**Problem statement**
Begin at the line containing "Query: seed shell" and end at the final line of the entries. Please reproduce those lines exactly.

**Entries shown**
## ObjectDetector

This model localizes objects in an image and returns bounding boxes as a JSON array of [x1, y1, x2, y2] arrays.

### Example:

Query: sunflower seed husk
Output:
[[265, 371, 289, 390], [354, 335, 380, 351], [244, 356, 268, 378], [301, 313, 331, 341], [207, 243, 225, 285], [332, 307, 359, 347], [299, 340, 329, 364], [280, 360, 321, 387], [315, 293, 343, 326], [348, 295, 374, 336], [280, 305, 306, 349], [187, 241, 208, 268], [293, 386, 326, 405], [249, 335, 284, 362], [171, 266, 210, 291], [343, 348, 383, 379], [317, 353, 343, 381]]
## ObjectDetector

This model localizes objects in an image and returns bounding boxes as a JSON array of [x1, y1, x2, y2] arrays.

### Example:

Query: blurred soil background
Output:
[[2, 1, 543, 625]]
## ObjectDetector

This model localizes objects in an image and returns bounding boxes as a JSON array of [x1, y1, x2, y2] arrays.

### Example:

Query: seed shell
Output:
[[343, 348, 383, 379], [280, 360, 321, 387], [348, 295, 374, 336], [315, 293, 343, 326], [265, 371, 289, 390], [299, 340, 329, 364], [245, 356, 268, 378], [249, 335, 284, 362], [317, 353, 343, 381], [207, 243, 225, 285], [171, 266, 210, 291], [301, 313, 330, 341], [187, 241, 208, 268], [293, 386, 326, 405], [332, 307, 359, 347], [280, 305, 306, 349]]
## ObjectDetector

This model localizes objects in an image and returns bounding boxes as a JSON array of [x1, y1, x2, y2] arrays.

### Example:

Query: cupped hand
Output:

**Result of this exercise**
Query: seed shell
Output:
[[343, 348, 383, 379], [280, 360, 321, 387], [348, 295, 374, 336], [315, 293, 343, 326], [265, 371, 289, 390], [299, 340, 329, 364], [245, 356, 268, 378], [249, 335, 284, 362], [317, 353, 343, 381], [207, 243, 225, 285], [171, 266, 210, 291], [301, 313, 330, 341], [187, 241, 208, 268], [293, 386, 326, 405], [332, 307, 359, 347], [280, 305, 306, 349]]
## ObjectDetector

This model localizes objects in an image and returns bounding boxes as a JSON array of [x1, y1, x2, y2] arrays.

### Example:

Query: cupped hand
Output:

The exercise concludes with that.